▶ _TEXTO BASE_:
★ ★ ★

La modernización y nuestra arraigada actitud Procrustiana[1]


¿Por qué no ha logrado arraigar una actitud moderna en nuestra sociedad? …porque hemos recibido y reproducido una herencia y una tradición autoritaria, que no permite el cuestionamiento ni la argumentación y menos aún pedir la rendición de cuentas a nuestros superiores, gobernantes, maestros, señores o patrones.

Por Carlos Javier Barbosa C.

En la actualidad, la modernización de las sociedades no es una opción: es una imposición. Es un acto de supervivencia. Sociedad que no se moderniza continuamente corre el riesgo de ser marginada, de no poder integrarse al mercado global. La modernización hace parte de la racionalidad económica toda vez que se asocia con el aumento de la productividad, de la capacidad de competir, de ganar mercados o al menos de no perder los que se tienen. También, se asocia con el mejoramiento de las condiciones materiales, con un aumento de la utilidad de los bienes y de los servicios, es decir, se inscribe dentro de la ética del utilitarismo, sacro evangelio de la modernidad: lo útil como correspondiente de lo que vale la pena considerar; la utilidad como guía de mi accionar por oposición, vrg., a una supuesta conciencia abstracta que me indica qué es lo bueno y qué es lo malo. (Lo que se expone a continuación es una sucinta reflexión acerca de los modestos resultados del proceso de modernización y del por qué de sus fallas). 

Como tema, la denominada modernización es un asunto vigente, pertinente, toda vez que es un tema transversal que influye la generación de riqueza, la disminución de la pobreza y la retribución de los factores productivos. En Latinoamérica, y en Colombia en particular, los procesos de modernización no han mostrado los resultados tan positivos en materia económica que se han evidenciado en países de otras regiones del Globo, como en algunos del sudeste asiático (Taiwán y Singapur, por citar un ejemplo). Estos hechos han llevado a que se examinen una y otra vez las condiciones y situaciones que posibilitan una modernización exitosa. En unos casos se ha señalado hasta el tuétano que la parquedad de los resultados se debe a que la modernización se ha realizado sin modernidad; en otros, que la modernización se ha hecho a medias. En casos más extremos se ha manifestado que nuestro atraso es el resultado de una subordinación económica y tecnológica respecto a los países más avanzados, hecho que está materializado en una acentuada división internacional del trabajo: nosotros, los rezagados, exportamos materias primas y sombreros volteaos en tanto que ellos, los avanzados, nos venden bienes y servicios con un alto componente de valor agregado (i.e., la Teoría de la Dependencia).

★ ★ ★

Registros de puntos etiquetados
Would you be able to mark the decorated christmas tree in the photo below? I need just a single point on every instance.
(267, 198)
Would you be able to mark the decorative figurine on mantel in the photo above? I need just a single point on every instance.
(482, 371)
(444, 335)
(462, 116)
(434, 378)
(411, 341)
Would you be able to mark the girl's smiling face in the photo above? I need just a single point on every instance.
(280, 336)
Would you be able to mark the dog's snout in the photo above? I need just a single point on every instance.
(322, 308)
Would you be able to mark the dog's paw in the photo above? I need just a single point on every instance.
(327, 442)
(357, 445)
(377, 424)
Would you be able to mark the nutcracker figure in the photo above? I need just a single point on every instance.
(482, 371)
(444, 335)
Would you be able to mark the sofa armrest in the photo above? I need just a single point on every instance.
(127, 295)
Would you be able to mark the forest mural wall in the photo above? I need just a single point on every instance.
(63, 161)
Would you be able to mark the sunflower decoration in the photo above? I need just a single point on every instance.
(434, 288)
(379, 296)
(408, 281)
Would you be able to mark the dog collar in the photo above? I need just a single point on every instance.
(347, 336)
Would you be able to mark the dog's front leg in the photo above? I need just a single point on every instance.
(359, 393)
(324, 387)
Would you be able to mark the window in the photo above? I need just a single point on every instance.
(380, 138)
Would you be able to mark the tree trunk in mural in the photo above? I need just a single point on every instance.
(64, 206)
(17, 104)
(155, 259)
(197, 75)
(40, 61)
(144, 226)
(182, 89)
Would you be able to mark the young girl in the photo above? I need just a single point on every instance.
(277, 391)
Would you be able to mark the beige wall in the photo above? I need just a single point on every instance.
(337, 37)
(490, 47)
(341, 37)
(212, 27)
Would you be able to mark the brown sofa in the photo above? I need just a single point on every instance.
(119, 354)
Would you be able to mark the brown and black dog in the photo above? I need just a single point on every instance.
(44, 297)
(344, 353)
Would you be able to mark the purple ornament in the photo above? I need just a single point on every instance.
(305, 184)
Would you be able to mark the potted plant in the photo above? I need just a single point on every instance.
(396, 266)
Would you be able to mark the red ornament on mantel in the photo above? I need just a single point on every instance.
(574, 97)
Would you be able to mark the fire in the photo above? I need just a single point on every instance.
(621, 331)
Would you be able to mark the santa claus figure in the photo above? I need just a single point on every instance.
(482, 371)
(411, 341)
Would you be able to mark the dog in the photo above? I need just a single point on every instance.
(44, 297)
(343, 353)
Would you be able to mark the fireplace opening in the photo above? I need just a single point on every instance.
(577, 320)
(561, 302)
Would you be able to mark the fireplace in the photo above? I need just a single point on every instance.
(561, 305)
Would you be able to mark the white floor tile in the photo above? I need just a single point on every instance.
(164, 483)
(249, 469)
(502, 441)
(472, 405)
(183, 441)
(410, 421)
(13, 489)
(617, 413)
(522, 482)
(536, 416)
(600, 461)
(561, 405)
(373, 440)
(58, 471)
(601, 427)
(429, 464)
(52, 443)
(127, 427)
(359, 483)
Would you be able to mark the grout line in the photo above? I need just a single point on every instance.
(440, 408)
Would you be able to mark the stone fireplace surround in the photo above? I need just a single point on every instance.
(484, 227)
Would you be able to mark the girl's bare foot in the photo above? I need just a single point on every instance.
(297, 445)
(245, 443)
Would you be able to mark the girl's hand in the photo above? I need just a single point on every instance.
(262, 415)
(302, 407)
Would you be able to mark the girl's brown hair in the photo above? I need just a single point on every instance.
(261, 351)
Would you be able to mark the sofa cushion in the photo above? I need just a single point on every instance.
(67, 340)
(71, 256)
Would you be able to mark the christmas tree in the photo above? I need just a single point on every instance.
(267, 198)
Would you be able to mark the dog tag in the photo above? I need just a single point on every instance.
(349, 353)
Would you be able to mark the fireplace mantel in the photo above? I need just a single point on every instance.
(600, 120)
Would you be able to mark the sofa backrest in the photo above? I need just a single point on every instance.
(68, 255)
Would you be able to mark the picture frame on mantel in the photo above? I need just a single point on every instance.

★ ★ ★

▶ _EJERCICIO PROPUESTO 1_: ¿Qué países del sudeste asiático menciona el texto sobre la modernización como ejemplo de resultados económicos positivos?
▶ _EJERCICIO PROPUESTO 2_: Enumera todas las figuras a las que, según el texto sobre la modernización, la tradición autoritaria no permite pedir rendición de cuentas.

▶ _RESPUESTA 1_: Taiwán y Singapur.

▶ _RESPUESTA 2_: Superiores, gobernantes, maestros, señores y patrones.